----- Textauszug -----

2018er Rothenberg Riesling Großes Gewächs
In 2018 haben die Weinberge vollgehangen, es hat nicht geregt, aber Johannes hatte immer ein komisches Gefühl bei dem Jahrgang. Mit dem Wein selbst ist er sehr zufrieden, doch haben die Weinberge unter dem Jahrgang deutlich gelitten.
Der 2018er zeigt ebenfalls Cassis im Duft, wirkt aber deutlich steiniger als der 2017er mit Noten von Grafit und Kräutern. Am Gaumen wirkt er deutlich trocken und intensiv steinig, dafür aber etwas mager. Im fehlt eine gewisse Dichte, bzw. wirkt der Wein gerade eher scheu und zurückgenommen.

----- Die Daten -----

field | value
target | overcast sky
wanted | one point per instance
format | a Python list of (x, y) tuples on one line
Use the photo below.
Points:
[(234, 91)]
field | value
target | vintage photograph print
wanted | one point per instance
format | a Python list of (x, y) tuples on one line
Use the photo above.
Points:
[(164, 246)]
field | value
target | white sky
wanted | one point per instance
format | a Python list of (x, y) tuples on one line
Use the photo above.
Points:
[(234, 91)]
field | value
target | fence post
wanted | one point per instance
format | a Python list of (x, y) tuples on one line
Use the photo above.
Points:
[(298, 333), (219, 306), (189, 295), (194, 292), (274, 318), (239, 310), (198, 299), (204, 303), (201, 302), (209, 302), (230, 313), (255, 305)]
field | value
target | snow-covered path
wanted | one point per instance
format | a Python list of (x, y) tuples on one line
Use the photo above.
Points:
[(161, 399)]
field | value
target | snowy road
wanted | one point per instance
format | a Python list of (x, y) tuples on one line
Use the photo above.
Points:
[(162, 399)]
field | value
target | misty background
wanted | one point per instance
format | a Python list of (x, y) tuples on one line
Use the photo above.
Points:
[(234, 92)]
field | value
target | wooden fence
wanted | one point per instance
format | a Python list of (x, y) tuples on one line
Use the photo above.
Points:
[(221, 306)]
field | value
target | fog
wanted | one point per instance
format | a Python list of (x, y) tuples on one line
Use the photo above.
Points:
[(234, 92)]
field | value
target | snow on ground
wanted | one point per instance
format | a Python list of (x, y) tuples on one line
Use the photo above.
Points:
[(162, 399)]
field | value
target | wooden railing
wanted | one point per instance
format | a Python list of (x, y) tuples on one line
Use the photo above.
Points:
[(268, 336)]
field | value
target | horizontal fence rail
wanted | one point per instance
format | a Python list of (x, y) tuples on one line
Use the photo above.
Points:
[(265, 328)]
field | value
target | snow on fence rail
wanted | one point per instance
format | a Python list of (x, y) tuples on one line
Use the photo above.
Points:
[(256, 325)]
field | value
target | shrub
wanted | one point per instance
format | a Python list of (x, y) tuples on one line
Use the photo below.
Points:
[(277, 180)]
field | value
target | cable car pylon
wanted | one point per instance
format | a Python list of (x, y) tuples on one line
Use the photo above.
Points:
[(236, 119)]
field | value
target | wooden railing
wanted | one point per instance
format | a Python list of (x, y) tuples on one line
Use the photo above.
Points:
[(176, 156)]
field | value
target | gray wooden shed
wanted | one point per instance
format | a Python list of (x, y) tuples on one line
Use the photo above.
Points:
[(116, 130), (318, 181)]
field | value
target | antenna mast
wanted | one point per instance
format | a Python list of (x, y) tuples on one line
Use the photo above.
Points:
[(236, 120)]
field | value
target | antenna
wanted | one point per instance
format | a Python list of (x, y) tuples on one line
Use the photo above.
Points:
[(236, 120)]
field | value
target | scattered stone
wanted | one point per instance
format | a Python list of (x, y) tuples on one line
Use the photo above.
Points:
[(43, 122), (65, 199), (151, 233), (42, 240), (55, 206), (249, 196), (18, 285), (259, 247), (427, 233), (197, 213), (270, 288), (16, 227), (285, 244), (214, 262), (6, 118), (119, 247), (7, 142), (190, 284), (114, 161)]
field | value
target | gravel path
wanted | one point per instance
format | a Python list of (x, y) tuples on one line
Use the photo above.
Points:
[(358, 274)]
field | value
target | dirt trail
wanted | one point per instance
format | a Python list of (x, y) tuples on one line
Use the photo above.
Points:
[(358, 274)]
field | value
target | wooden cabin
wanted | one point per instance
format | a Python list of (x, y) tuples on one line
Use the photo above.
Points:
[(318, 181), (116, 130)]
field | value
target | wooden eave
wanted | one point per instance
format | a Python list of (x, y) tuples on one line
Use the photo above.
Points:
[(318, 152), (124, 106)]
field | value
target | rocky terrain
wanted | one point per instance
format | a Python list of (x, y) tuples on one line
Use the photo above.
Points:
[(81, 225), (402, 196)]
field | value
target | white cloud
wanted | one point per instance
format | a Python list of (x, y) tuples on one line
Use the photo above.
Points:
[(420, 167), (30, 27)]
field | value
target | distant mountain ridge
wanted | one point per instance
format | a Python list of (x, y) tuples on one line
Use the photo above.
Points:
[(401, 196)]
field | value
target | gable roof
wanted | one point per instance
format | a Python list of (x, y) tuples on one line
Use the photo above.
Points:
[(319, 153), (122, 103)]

-----

_Gelesenes anwenden:_
a: Fassen Sie den Absatz im Textauszug, der mit „Der 2018er zeigt ebenfalls“ beginnt, als kurze Stichpunktliste zusammen und behalten Sie die wesentlichen Angaben bei.
b: Schreiben Sie den Textauszug von „2018er Rothenberg Riesling“ bis „scheu und zurückgenommen.“ wortgetreu ab.

_Antworten je Aufgabe:_
a:
- Duft: Cassis, deutlich steiniger als der 2017er, Noten von Grafit und Kräutern
- Gaumen: deutlich trocken, intensiv steinig, etwas mager
- Gesamteindruck: fehlende Dichte, derzeit eher scheu und zurückgenommen

b:
2018er Rothenberg Riesling Großes Gewächs
In 2018 haben die Weinberge vollgehangen, es hat nicht geregt, aber Johannes hatte immer ein komisches Gefühl bei dem Jahrgang. Mit dem Wein selbst ist er sehr zufrieden, doch haben die Weinberge unter dem Jahrgang deutlich gelitten.
Der 2018er zeigt ebenfalls Cassis im Duft, wirkt aber deutlich steiniger als der 2017er mit Noten von Grafit und Kräutern. Am Gaumen wirkt er deutlich trocken und intensiv steinig, dafür aber etwas mager. Im fehlt eine gewisse Dichte, bzw. wirkt der Wein gerade eher scheu und zurückgenommen.